§ **SOURCE EXCERPT**:
OK - did some calculations. I need 150mm of celotex to reach a recommended u-value of 0.16. However, I could care less about recommended, since I just want to improve things. Meeting Part L would be nice, but is a minor consideration. Allegedly the u-value of rockwool blown loft insulation is 0.045W/mK, so my existing 75mm depth weighs in at an outstanding .61.

Starting with prices:

Celotex - 100mm (u-value 0.24) - over a tenner per sqm. Spaceboard much the same. That's a non-starter.... Space blanket - 150mm, more like 3 quid a sqm with the B&Q BOGOF. Would give a u-value of 0.29, but I'd need to cover the joists to make that real,as they are only 4" (truss roof, don't you love them). It would still be better than the existing, regardless of what I did.... Space blanket - 200mm - 1.88 a sqm, u-value of about .2

I guess the space blanket in 200mm form wins - even if the foil only goes half way round. It'll let me easily remove sections for sticking a crawl board down as well, and I can stuff those in the gaps over the joists....

Stupid question - why is space blanket laid foil side up?

Reply to
Nutkey

By the eaves...

§ **SHORT EXERCISE 1**:
In the insulation post, why would the writer need to cover the joists to actually get the 0.29 u-value from 150mm space blanket? Answer in one to three sentences.
§ **SHORT EXERCISE 2**:
Show every line of the listing that contains the word "dark". Case counts.
The listing that comes next has no link to the insulation post.

§ **RECORDS SHOWN**:

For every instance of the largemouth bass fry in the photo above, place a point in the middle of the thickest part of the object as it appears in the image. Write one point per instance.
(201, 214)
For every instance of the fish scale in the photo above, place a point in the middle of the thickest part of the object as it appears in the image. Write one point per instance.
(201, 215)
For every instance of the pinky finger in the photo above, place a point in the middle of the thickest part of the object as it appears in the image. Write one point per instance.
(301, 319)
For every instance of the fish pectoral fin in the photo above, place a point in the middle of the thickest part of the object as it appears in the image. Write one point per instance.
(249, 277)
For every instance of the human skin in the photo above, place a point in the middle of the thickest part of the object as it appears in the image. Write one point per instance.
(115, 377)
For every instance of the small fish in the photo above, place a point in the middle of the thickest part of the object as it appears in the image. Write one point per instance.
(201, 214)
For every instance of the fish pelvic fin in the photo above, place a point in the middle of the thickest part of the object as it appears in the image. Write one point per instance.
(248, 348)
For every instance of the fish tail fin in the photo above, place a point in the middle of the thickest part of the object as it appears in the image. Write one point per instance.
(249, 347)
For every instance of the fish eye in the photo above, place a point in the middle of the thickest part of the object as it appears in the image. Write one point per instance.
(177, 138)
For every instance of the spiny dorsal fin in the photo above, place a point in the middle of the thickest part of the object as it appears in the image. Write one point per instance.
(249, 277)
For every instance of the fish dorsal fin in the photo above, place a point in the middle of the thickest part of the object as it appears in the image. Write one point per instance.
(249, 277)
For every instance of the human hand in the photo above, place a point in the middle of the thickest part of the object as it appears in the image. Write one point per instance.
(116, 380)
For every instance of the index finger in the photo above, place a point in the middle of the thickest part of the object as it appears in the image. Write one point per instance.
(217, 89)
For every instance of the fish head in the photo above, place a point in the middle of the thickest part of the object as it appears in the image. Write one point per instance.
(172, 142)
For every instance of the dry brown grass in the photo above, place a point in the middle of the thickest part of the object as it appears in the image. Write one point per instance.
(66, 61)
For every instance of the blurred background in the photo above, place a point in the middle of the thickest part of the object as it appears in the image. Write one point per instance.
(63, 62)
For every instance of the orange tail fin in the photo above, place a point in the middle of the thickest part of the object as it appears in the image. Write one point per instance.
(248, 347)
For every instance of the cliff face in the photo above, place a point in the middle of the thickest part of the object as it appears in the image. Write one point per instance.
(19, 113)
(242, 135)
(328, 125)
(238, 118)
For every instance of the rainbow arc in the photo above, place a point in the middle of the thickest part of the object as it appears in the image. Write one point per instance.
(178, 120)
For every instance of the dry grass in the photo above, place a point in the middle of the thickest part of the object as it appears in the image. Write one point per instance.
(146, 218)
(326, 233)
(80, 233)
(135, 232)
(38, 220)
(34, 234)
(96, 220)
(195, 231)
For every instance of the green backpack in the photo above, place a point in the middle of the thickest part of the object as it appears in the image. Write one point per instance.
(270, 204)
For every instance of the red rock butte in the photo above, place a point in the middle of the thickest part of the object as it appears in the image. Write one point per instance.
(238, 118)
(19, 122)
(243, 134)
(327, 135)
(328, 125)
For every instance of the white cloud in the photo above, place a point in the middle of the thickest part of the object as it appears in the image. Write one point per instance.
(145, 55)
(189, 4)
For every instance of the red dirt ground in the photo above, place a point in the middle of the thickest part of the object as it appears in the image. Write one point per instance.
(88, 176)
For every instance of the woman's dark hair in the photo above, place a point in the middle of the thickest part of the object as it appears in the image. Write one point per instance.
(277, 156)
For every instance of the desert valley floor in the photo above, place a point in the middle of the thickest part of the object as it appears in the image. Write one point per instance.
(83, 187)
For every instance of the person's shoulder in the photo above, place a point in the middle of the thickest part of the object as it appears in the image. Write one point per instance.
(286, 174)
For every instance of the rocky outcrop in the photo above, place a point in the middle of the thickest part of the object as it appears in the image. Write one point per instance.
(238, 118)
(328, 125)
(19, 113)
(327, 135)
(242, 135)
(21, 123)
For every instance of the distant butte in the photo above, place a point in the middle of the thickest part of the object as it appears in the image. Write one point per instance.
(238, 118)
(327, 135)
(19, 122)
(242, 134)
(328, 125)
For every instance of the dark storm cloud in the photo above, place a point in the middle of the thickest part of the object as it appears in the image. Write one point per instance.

§ **FINISHED ANSWER 1**:
The joists are only 4" deep because it's a truss roof. So the 150mm blanket would only give its full 0.29 u-value if the joists were covered too.

§ **FINISHED ANSWER 2**:
For every instance of the woman's dark hair in the photo above, place a point in the middle of the thickest part of the object as it appears in the image. Write one point per instance.
For every instance of the dark storm cloud in the photo above, place a point in the middle of the thickest part of the object as it appears in the image. Write one point per instance.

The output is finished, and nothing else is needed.